● Entries
· · · · · · ·
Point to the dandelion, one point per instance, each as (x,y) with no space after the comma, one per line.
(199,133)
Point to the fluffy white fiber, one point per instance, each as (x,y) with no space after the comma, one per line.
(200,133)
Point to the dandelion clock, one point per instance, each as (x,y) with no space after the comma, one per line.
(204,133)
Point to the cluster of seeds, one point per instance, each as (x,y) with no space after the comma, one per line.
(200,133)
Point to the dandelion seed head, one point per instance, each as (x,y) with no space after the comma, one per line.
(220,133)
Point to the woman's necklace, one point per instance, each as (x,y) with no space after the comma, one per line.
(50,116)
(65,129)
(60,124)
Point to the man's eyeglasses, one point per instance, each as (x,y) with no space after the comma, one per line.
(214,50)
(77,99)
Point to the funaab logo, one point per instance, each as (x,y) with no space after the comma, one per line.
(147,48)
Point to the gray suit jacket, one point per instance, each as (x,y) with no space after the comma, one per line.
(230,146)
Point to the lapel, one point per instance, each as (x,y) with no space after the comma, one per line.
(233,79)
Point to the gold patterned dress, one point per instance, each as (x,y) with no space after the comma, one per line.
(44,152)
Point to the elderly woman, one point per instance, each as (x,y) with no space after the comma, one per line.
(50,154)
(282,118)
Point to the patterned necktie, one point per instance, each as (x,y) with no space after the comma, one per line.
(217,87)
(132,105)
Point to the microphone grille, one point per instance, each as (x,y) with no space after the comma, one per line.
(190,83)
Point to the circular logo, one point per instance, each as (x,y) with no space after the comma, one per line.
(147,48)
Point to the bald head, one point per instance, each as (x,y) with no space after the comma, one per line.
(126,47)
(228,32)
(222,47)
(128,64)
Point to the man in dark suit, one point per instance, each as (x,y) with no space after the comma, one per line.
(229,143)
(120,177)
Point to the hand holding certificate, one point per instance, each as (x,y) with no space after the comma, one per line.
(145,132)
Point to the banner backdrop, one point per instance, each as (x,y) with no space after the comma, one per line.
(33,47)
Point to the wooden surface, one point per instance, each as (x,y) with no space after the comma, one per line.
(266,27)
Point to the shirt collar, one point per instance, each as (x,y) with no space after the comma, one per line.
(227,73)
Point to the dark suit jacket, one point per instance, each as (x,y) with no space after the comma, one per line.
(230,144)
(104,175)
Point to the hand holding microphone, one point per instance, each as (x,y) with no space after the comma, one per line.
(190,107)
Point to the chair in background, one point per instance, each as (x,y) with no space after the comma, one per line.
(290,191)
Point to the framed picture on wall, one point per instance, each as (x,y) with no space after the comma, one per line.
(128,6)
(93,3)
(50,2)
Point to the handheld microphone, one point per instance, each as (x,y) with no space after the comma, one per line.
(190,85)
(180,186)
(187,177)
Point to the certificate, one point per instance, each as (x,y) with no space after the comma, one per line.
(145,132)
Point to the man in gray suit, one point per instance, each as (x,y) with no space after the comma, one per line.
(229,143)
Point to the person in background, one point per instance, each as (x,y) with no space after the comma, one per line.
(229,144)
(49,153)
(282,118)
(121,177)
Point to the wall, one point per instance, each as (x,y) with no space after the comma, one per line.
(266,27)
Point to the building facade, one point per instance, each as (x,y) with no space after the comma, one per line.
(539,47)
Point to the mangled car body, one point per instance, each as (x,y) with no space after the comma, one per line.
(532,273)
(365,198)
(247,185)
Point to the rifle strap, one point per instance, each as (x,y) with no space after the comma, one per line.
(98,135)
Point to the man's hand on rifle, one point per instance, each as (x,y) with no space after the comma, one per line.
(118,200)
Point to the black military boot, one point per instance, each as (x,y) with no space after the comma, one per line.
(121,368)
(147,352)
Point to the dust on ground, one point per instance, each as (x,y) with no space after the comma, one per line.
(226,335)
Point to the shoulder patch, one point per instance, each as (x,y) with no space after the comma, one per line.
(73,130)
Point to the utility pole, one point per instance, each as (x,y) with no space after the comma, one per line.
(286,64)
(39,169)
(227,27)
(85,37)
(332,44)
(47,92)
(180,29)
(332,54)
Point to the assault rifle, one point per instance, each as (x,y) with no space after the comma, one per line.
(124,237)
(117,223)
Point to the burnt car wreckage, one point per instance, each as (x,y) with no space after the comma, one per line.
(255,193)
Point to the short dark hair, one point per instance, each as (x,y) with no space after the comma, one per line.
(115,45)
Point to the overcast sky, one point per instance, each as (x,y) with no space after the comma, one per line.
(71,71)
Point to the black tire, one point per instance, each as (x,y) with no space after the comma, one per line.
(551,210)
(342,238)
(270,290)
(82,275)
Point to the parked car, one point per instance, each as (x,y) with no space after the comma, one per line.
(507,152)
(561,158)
· · · · · · ·
● The task
Give back the whole listing exactly as it reads.

● Solved exercise
Point to the dandelion, one point per instance, each as (x,y) with no space after the comma, one per line.
(199,133)
Point to the fluffy white fiber, one point per instance, each as (x,y) with no space after the comma, one per line.
(200,133)
Point to the dandelion clock, one point per instance, each as (x,y) with no space after the comma, one per line.
(204,133)
Point to the cluster of seeds, one point per instance, each as (x,y) with no space after the comma, one per line.
(200,133)
Point to the dandelion seed head, one point per instance, each as (x,y) with no space after the comma, one per line.
(220,133)
Point to the woman's necklace, one point per instance, each as (x,y) with no space after the comma, one per line.
(50,116)
(65,129)
(60,124)
Point to the man's eyeglasses, one point per instance, each as (x,y) with no space after the comma, one per line.
(214,50)
(77,99)
Point to the funaab logo, one point per instance, each as (x,y) with no space after the comma, one per line.
(147,48)
Point to the gray suit jacket, one point per instance, each as (x,y) with no space after the comma, one per line.
(230,146)
Point to the lapel, one point per instance, each as (x,y) with no space after the comma, one per line.
(233,79)
Point to the gold patterned dress, one point per instance, each as (x,y) with no space after the comma, one per line.
(44,152)
Point to the elderly woman, one point per instance, each as (x,y) with no space after the comma, one per line.
(50,154)
(282,118)
Point to the patterned necktie, one point per instance, each as (x,y) with no space after the comma, one per line.
(217,87)
(132,105)
Point to the microphone grille, one point per instance, each as (x,y) with no space after the comma, one per line.
(190,83)
Point to the circular logo, one point per instance, each as (x,y) with no space after the comma, one per line.
(147,48)
Point to the bald head, one point per instance, each as (x,y) with no space after the comma, one per line.
(126,47)
(228,32)
(222,47)
(128,64)
Point to the man in dark suit, one point per instance, each as (x,y) with no space after the comma, one per line.
(229,143)
(120,177)
Point to the hand holding certificate, one point per instance, each as (x,y) with no space after the comma, one per line.
(145,132)
Point to the banner backdrop, one point per instance, each as (x,y) with no space after the comma, one per line.
(33,47)
Point to the wooden surface, one point per instance, each as (x,y) with no space after the comma, one per line.
(266,27)
Point to the shirt collar, one point per instance, each as (x,y) with no space after the comma, one per line.
(227,73)
Point to the dark suit jacket, one point per instance, each as (x,y) with no space after the comma, one per line.
(230,144)
(104,175)
Point to the hand holding microphone, one point per instance, each as (x,y) with no space after the comma, one per line.
(190,107)
Point to the chair in background, one point per instance, each as (x,y) with no space after the comma, one per line.
(290,191)
Point to the framed picture on wall, one point per instance, each as (x,y) with no space after the comma, one per line.
(128,6)
(93,3)
(50,2)
Point to the handheld microphone, one point per instance, each as (x,y) with no space after the comma, one per line.
(190,85)
(180,186)
(187,177)
Point to the certificate, one point per instance, each as (x,y) with no space after the comma, one per line.
(145,132)
Point to the man in gray suit, one point per instance, each as (x,y) with no space after the comma, one per line.
(229,143)
Point to the person in background, one point per instance, each as (x,y) with no space after the comma, one per line.
(229,144)
(49,153)
(282,118)
(121,177)
Point to the wall, one point per instance, each as (x,y) with no space after the comma, one per line.
(266,27)
Point to the building facade, one point per instance, each as (x,y) with no space after the comma, one per line.
(539,47)
Point to the mangled car body, one point per instance, each as (x,y) with no space after the comma, one per line.
(532,273)
(365,198)
(247,185)
Point to the rifle strap, one point per instance, each as (x,y) with no space after the comma, one per line.
(98,135)
Point to the man's hand on rifle, one point per instance, each as (x,y) with no space after the comma, one per line.
(118,200)
Point to the black military boot, one point per instance, each as (x,y) with no space after the comma, one per line.
(121,368)
(147,352)
Point to the dust on ground, one point per instance, each as (x,y) with no space after the comma, one per line.
(226,335)
Point to the shoulder patch, one point per instance, each as (x,y) with no space after the comma, one per line.
(73,130)
Point to the utility pole, one point per instance, each as (x,y) with no space after the comma, one per line.
(286,64)
(39,169)
(227,27)
(85,37)
(332,44)
(47,92)
(180,29)
(332,54)
Point to the assault rifle, one point per instance, each as (x,y) with no space after the comma, one per line.
(124,237)
(117,223)
Point to the burnt car wreckage, one point per instance, each as (x,y) with no space after the comma, one per line.
(255,193)
Point to the short dark hair, one point per instance, each as (x,y) with no space after the comma, one per line.
(115,45)
Point to the overcast sky, one point per instance, each as (x,y) with no space after the comma, one per line.
(71,71)
Point to the black tire, one point per instance, each as (x,y) with no space after the comma, one per line.
(551,210)
(342,238)
(270,290)
(82,275)
Point to the parked car, one point per instance, each as (x,y) with no space after the comma, one per line.
(507,152)
(561,158)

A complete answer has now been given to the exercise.